The request ▸ Quote all of the rows below word for word, but leave the pictures out.

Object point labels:
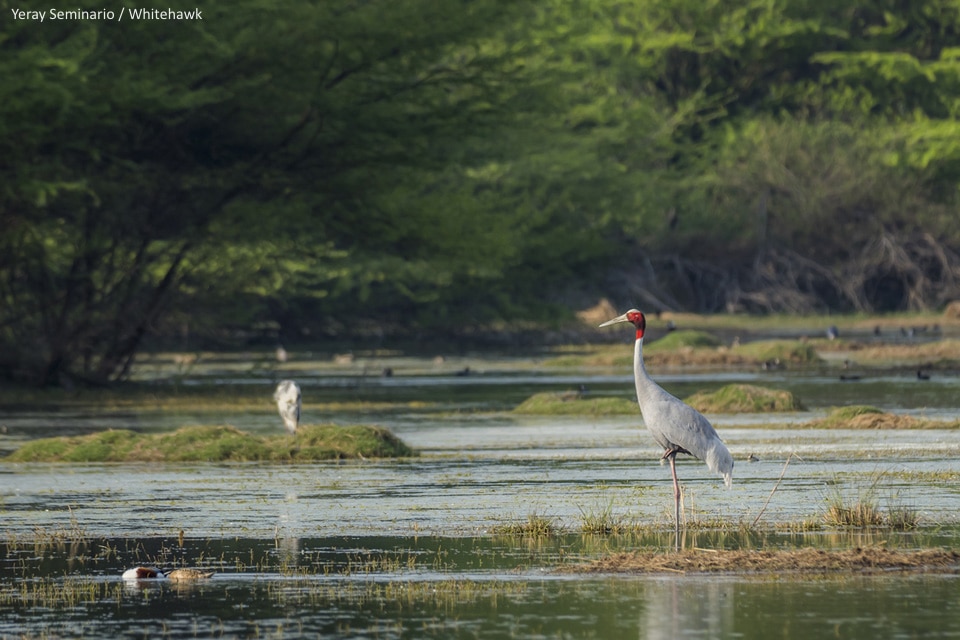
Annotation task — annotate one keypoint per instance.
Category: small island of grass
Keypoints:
(219, 443)
(866, 417)
(575, 404)
(744, 398)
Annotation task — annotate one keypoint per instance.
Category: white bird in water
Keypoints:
(176, 575)
(287, 397)
(676, 426)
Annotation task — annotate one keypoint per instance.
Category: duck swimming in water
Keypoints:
(176, 575)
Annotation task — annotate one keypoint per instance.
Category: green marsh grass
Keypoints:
(867, 417)
(218, 443)
(860, 508)
(535, 526)
(744, 398)
(574, 405)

Answer below ▸
Annotation task — annotate one keypoint per instance.
Category: small island of grass
Keypoints:
(219, 443)
(866, 417)
(575, 404)
(744, 398)
Annotation task — annotate one keypoint per instance.
Category: white bird in water
Keypoints:
(176, 575)
(287, 397)
(676, 426)
Annotation task — annotate one keypoint per instance.
Category: duck swimming in water
Keypoints:
(176, 575)
Annotation task — annotate one keypoint per instance.
Category: green marsh grass
Keypoints:
(867, 417)
(218, 443)
(860, 508)
(535, 526)
(744, 398)
(574, 405)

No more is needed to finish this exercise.